- Selected text -
-*-*-

The stigma of manufactured (ie. "mobile") homes is tired and as new investors take over and revamp communities to come closer to their former 1950's glory once again, the stigma is increasingly outdated. It's time to stop discriminating against and vilifying mobile home parks and see them for what they truly are: viable, affordable housing with a yard within a community. FastCompany.com writes about this very issue.

For someone living in Sunnyvale, California, where the proximity to the headquarters of companies like Apple has helped push the cost of an average house to around $2 million, and a one-bedroom apartment now goes for more than $2,700 a month, the cheapest place to move might be a local mobile home park called Plaza del Rey.

That might not necessarily last: A hedge fund bought the park in 2015 and has been driving up rent for the land, which residents pay on top of the mortgage for their manufactured homes. (A home, on its own, can sell for as little as $150,000 for a two-bedroom, though space rent is now $2,000 a month.) But it’s an example of a potential solution that can be overlooked in the conversation about affordable housing.

Manufactured homes are already somewhat common. A new report from Apartment List calculates that one in 18 Americans, or 17.7 million people, live in a manufactured home nationwide; the average monthly housing cost is $564, versus $1,057 for a typical house or apartment. In the 100 largest metro areas, people living in mobile homes spent around 40% less, on average, than others. At a time when the lowest-income families can’t rent an affordable two-bedroom apartment anywhere in the country, and only 11% of low-income households get Section 8 support for housing, the report found that 1 in 10 people households living below the poverty line lives in a manufactured home.

Image Source: Apartment List

“Mobile homes are kind of the last really cheap unsubsidized sorts of housing in most places,” says Sydney Bennet, a senior research associate at Apartment List. They’re particularly common in some areas–in Lake Havasu City, Arizona, for example, around 25% of the population lives in manufactured homes. Production swelled in the 1980s when the government cut funding for affordable housing. But new construction, despite the need, is slow. One challenge is zoning–communities heavily restrict where the homes can be installed, whether on single-family lots or in traditional mobile home parks.

“I think a lot of it really comes down to the stigma around living in a mobile or manufactured home,” says Bennet. “I think there’s still a lot of stereotypes about the communities who live in those areas . . . and maybe policymakers don’t consider it a desirable option.” That’s the case despite the fact that manufactured homes can, of course, be well-designed.

In some areas, this type of housing may not be feasible. “In densely populated areas, land costs are quite high, and it is very difficult to build even high-density affordable housing,” says Laurie Goodman, vice president of housing finance policy at the nonprofit Urban Institute, who has also studied the current state of manufacturing housing and how production has declined from past decades. “Lower density housing, single family, or manufactured housing would be impossible.”

-*-*-

- Brief 1 -
Please list every dollar amount that appears in the mobile home article, in the order it appears.

- Exercise inputs -

-*-*-

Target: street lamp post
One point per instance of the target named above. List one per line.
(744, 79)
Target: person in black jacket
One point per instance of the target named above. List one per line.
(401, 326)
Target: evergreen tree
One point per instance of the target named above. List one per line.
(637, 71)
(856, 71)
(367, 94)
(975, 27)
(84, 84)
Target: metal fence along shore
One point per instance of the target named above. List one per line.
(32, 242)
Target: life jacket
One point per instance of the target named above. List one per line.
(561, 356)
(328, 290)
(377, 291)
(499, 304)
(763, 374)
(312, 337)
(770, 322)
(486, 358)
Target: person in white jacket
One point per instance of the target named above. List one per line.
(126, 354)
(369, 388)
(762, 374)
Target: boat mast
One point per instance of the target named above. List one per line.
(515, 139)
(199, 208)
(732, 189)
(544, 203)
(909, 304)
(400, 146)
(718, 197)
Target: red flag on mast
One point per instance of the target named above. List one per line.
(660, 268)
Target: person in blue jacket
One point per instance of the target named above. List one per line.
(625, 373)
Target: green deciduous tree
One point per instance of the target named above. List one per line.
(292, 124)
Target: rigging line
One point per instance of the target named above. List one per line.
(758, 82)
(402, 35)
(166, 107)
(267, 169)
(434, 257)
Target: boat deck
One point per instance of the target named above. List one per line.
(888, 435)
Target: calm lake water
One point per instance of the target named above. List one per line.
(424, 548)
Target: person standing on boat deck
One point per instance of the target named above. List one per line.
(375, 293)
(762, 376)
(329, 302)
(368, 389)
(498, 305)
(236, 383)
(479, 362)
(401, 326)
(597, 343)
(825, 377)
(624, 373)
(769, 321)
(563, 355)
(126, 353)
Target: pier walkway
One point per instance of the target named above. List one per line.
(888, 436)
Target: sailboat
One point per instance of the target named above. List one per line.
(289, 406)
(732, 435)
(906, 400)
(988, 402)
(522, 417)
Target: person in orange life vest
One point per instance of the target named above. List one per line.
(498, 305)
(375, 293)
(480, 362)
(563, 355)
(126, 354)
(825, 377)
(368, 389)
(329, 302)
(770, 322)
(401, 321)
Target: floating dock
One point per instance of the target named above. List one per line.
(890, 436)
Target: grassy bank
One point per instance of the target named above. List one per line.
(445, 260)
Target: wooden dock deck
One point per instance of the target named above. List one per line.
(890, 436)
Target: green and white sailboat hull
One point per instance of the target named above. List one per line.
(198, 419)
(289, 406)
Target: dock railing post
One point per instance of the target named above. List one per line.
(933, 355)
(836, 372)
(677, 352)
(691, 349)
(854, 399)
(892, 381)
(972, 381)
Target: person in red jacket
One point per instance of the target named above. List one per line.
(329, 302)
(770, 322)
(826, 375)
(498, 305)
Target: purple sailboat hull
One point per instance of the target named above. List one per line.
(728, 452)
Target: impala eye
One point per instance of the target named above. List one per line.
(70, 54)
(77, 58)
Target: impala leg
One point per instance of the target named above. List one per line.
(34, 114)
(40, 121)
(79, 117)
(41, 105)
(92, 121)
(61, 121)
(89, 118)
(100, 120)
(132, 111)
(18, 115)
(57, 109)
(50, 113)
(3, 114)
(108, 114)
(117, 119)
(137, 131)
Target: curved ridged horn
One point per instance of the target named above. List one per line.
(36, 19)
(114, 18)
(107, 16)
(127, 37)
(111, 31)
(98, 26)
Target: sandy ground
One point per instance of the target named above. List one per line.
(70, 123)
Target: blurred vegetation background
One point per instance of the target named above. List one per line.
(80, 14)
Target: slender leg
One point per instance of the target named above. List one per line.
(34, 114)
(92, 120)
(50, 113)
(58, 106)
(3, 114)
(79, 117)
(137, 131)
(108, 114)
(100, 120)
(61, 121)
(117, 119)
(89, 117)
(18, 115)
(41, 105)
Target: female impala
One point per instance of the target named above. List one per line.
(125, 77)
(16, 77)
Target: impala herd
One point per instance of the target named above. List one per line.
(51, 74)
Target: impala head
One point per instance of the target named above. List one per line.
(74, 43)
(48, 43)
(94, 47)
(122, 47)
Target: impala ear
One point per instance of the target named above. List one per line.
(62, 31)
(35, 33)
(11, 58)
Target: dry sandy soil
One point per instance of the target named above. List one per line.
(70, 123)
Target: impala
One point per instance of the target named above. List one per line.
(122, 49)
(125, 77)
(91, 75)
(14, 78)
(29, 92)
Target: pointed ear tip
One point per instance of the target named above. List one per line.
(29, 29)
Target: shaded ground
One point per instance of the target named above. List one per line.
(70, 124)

-*-*-

- Brief 2 -
Express the stretch of the listing from the line that contains "Target: impala herd" through the end of the listing as a Markdown table with the columns Nr and Line, numbering the rows from 1 and leaving out blank lines.

- Full answer 1 -
- $2 million
- $2,700
- $150,000
- $2,000
- $564
- $1,057

- Full answer 2 -
| Nr | Line |
|---|---|
| 1 | Target: impala herd |
| 2 | One point per instance of the target named above. List one per line. |
| 3 | (51, 74) |
| 4 | Target: impala head |
| 5 | One point per instance of the target named above. List one per line. |
| 6 | (74, 43) |
| 7 | (48, 43) |
| 8 | (94, 47) |
| 9 | (122, 47) |
| 10 | Target: impala ear |
| 11 | One point per instance of the target named above. List one per line. |
| 12 | (62, 31) |
| 13 | (35, 33) |
| 14 | (11, 58) |
| 15 | Target: dry sandy soil |
| 16 | One point per instance of the target named above. List one per line. |
| 17 | (70, 123) |
| 18 | Target: impala |
| 19 | One point per instance of the target named above. List one per line. |
| 20 | (122, 49) |
| 21 | (125, 77) |
| 22 | (91, 75) |
| 23 | (14, 78) |
| 24 | (29, 92) |
| 25 | Target: pointed ear tip |
| 26 | One point per instance of the target named above. List one per line. |
| 27 | (29, 29) |
| 28 | Target: shaded ground |
| 29 | One point per instance of the target named above. List one per line. |
| 30 | (70, 124) |